A VM with the correct OS must be retrieved if preexisting, or created;
2.
The VM must be set up for access through SSH;
3.
The NGINX server with the website sources must be installed on the VM;
4.
The autoscaling group must be set up with the VM image;
5.
The network must be configured with the required security rules;
6.
The deployment process must be planned and executed.

To execute the above listed steps adopting the current technologies, we would need some Ansible playbooks or other scripts executing steps 2 and 3, together with a Terraform or TOSCA blueprint to orchestrate all other steps. Such scripts have their inherent complexities, and they are all written in different languages featuring different programming models. With the DOML approach, we aim to derive such scripts from a high-level model, and to reduce the need for the end users to work with the low-level target languages as much as possible.

4.2 Multiple Modeling Layers

Another objective we target is to support separate modeling of the application-level components from their execution environments (e.g., containers, VMs, etc.). In fact, we argue that different users, with different skills and roles, should focus on the specific aspects that fall within their expertise. Typically, the application designer will focus on the application structure definition in terms of software components and their connections, while an operations expert will oversee the allocation of software components within proper computing nodes.

Furthermore, multiple providers and technologies offering the same IaaS (Infrastructure-as-a-Service) and in some cases, compatible PaaS (Platform-as-a-Service) solutions are available. Thus, we want to offer the possibility to provide an abstract definition of the infrastructure to be used to run an application, and then to define different concretisations, so as to support deployment and execution of applications into multiple contexts.

Referring to the example of Fig. 1, Fig. 2 shows a distribution of components into three layers: one describes the application, and the remaining two layers describe the infrastructure at different levels. In particular, the same abstract infrastructure can be implemented by two different concrete infrastructures, respectively based on OpenStack and AWS.

5 DOML Language

The DOML language implementation consists of two parts: the DOML metamodel, described using Ecore from the Eclipse Modeling Framework (EMF) [13], and the textual syntax used to create models, based on Xtext [14].

We organize all modeled entities in the following layers, which aggregate the modeling abstractions in coherent groups:

Application Layer (AL): concepts required to define an application, e.g., software components, interfaces, connectors between components, services, and specific subcategories thereof.
Abstract Infrastructure Layer (AIL): concepts associated to the definition of the infrastructure (e.g., computing nodes) without referencing a specific provider.

**MATERIAL:**
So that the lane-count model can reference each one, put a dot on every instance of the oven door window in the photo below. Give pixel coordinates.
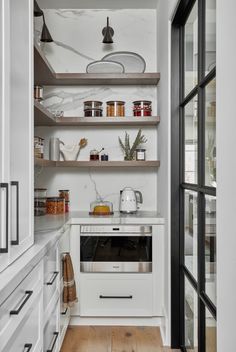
(115, 248)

**WRITTEN PROBLEM 1:**
Answer these questions from the DOML text:
(a) What would current technologies use to carry out steps 2 and 3?
(b) Which two platforms are the concrete infrastructures in Fig. 2 based on?
(c) What is the DOML textual syntax based on?
**WRITTEN PROBLEM 2:**
Continue the DOML text from its final sentence.
The listing is not needed for anything here.

**EXPECTED ANSWER 1:**
(a) Ansible playbooks or other scripts.
(b) OpenStack and AWS.
(c) Xtext.

**EXPECTED ANSWER 2:**
Concrete Infrastructure Layer (CIL): concepts associated to the definition of infrastructure elements within a specific provider, e.g., a Docker container or an Amazon VM.

In Sect. 5.1, we describe the components that can be defined in each layer. We do not include the complete definition of DOML concepts, which is available in [29, 31], due to page limits, but we illustrate it in Sect. 5.2 through an example.

5.1 Components of DOML Layers

A DOMLModel is composed of an AL, an AIL, one or more CILs, and a Configuration. A Configuration is a list of one or more Deployments that consist of the associations between ApplicationComponents (from the AL) and InfrastructureElements (from the AIL) on which they are deployed. Only one Deployment can be active at a time. All other components derive from a base DOMLElement class, which gives them the ability to have custom Properties encoding some of their features.

Application Layer (AL). The ApplicationLayer is composed of many ApplicationComponents, which can be SoftwareComponents, SoftwareInterfaces, or SaaS (Software-as-a-Service) components. A SaaS can be, e.g., a SaaSDBMS if it implements a database. ApplicationComponents may expose or consume different SoftwareInterfaces, providing or requiring services from other ApplicationComponents. For instance, a database SoftwareComponent can expose a SQL-based interface, and a web application component can consume it, meaning that the latter will communicate with the former to retrieve and write data.

Abstract Infrastructure Layer (AIL). The InfrastructureLayer is composed of ComputingNodes, Networks, SceurityGroups, and AutoScalingGroups. A ComputingNode models any infrastructure element that can run software: it can be a Container, a Physical ComputingNode or a VirtualMachine. ComputingNodes can have multiple NetworkInterfaces that link them to a network. A Container can be generated from a ContainerImage, and a VirtualMachine from a VMImage. A Network can have many Subnets, and its configuration is represented by a SecurityGroup containing firewall rules.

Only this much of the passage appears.